## [TASK DETAILS]
Whenever a line carries the word "bird", pull it out of the entries.

## [DATASET EXCERPTS]
_____
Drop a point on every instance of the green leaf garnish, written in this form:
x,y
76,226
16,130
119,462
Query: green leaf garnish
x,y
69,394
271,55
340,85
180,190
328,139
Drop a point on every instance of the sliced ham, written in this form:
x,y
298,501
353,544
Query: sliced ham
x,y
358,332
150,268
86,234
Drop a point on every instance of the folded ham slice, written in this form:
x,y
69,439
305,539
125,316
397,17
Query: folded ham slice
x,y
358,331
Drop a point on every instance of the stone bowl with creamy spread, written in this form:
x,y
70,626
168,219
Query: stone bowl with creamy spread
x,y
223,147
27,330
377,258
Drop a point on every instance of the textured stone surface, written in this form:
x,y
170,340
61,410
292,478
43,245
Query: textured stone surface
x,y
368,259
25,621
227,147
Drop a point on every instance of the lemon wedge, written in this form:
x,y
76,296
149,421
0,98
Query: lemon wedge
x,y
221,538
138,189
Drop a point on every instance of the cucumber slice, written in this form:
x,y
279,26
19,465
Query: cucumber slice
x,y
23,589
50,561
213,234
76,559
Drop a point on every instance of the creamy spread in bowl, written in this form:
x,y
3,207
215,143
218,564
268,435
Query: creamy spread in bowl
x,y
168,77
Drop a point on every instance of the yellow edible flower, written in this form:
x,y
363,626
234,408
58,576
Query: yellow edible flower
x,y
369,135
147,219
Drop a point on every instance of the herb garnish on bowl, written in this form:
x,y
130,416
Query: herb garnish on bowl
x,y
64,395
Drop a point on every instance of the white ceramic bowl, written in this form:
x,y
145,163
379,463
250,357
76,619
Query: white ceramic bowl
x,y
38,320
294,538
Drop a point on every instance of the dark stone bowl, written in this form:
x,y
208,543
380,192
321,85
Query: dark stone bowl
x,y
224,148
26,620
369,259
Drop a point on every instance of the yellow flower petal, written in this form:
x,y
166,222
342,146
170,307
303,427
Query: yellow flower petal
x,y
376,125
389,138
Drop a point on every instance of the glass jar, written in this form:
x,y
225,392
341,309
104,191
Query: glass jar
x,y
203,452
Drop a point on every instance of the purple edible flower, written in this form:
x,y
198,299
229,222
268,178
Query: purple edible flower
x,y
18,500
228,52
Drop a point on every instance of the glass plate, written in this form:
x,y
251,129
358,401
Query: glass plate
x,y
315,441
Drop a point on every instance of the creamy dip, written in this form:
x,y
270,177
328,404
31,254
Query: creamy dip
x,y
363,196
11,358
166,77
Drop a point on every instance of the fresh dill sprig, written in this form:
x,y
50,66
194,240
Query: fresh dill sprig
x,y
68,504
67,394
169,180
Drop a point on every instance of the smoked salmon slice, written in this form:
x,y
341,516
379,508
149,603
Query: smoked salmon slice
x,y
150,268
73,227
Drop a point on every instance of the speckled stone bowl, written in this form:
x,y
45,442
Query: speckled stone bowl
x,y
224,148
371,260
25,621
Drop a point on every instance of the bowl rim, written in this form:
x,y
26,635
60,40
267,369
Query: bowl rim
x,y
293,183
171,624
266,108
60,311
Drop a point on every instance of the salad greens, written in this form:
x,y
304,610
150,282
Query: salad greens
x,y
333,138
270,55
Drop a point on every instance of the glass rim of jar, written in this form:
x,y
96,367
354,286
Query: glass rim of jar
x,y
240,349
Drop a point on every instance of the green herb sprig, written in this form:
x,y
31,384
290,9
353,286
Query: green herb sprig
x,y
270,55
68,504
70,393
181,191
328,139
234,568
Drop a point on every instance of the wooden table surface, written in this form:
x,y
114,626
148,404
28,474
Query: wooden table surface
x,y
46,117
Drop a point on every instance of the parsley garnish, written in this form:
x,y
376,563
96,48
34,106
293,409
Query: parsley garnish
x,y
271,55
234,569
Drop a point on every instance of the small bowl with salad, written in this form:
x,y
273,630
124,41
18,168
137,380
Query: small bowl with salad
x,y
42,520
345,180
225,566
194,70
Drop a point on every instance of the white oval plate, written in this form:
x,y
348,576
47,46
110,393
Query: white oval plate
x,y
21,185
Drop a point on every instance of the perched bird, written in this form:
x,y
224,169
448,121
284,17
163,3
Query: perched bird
_____
## [SOLUTION TO THIS TASK]
Drop a point on every instance of the perched bird, written in this form:
Query: perched bird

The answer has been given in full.